RECORD EXTRACTS.
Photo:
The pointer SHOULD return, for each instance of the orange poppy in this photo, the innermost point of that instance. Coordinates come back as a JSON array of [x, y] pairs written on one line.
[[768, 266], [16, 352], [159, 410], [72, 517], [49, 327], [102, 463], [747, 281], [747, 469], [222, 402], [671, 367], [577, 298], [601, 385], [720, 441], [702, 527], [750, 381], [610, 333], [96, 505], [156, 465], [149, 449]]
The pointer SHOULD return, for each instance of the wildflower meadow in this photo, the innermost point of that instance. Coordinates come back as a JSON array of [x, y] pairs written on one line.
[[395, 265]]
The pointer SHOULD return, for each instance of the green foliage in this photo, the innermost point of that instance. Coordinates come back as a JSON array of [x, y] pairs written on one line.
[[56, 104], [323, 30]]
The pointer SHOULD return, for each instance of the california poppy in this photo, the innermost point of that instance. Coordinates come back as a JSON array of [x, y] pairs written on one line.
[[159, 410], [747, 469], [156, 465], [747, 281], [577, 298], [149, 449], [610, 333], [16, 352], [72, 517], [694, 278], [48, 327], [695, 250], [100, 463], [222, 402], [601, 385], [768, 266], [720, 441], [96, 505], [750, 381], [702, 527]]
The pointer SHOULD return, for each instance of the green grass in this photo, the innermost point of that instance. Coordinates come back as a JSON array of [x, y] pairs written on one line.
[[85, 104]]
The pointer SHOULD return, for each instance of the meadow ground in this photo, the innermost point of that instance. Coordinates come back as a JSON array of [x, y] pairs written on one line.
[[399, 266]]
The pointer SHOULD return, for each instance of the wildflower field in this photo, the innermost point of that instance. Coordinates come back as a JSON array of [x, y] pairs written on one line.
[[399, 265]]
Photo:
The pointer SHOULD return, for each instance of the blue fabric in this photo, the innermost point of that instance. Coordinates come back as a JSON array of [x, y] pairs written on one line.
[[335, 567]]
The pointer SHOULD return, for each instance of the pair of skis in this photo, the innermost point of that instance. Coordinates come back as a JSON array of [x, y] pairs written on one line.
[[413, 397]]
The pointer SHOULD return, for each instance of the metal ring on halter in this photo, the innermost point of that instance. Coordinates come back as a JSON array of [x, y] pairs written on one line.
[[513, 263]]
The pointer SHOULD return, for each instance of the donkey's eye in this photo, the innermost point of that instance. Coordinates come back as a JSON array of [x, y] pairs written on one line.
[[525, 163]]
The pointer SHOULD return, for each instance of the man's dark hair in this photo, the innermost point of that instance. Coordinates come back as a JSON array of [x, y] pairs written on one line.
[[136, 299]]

CHALLENGE.
Copy out the lines above word for word, from the first one through the line that contains "[[399, 266]]".

RESULT OF THIS EXERCISE.
Photo:
The pointer SHOULD return, for each instance of the orange poppy in this photo, the innermost point of that instance. Coordinates come back as a JSON array of [x, y] pairs written on one line.
[[768, 266], [16, 352], [159, 410], [72, 517], [49, 327], [102, 463], [747, 281], [747, 469], [222, 402], [671, 367], [577, 298], [601, 385], [720, 441], [702, 527], [750, 381], [610, 333], [96, 505], [156, 465], [149, 449]]
The pointer SHOULD return, for each instance of the wildflower meadow in this photo, the innermost point of that instance. Coordinates come back as a JSON array of [x, y] pairs written on one line.
[[395, 265]]
The pointer SHOULD return, for each instance of the green foliage in this photo, the innermost point of that instance. Coordinates come back as a JSON array of [x, y] pairs written on one line.
[[56, 104], [323, 30]]
The pointer SHOULD return, for each instance of the california poppy in this photo, the innermost point of that instance. Coordinates come back as a JSON array of [x, y] pairs written on one line.
[[159, 410], [747, 469], [156, 465], [747, 281], [577, 298], [149, 449], [610, 333], [16, 352], [72, 517], [694, 278], [48, 327], [695, 250], [100, 463], [222, 402], [601, 385], [768, 266], [720, 441], [96, 505], [750, 381], [702, 527]]
The pointer SHOULD return, for each instance of the green grass in this photo, the innermost point of that instance. Coordinates come back as a JSON array of [x, y] pairs written on one line.
[[85, 104]]
The pointer SHOULD return, for each instance of the meadow ground in this photo, the innermost point of that instance. Coordinates come back as a JSON array of [x, y] pairs written on one line.
[[399, 266]]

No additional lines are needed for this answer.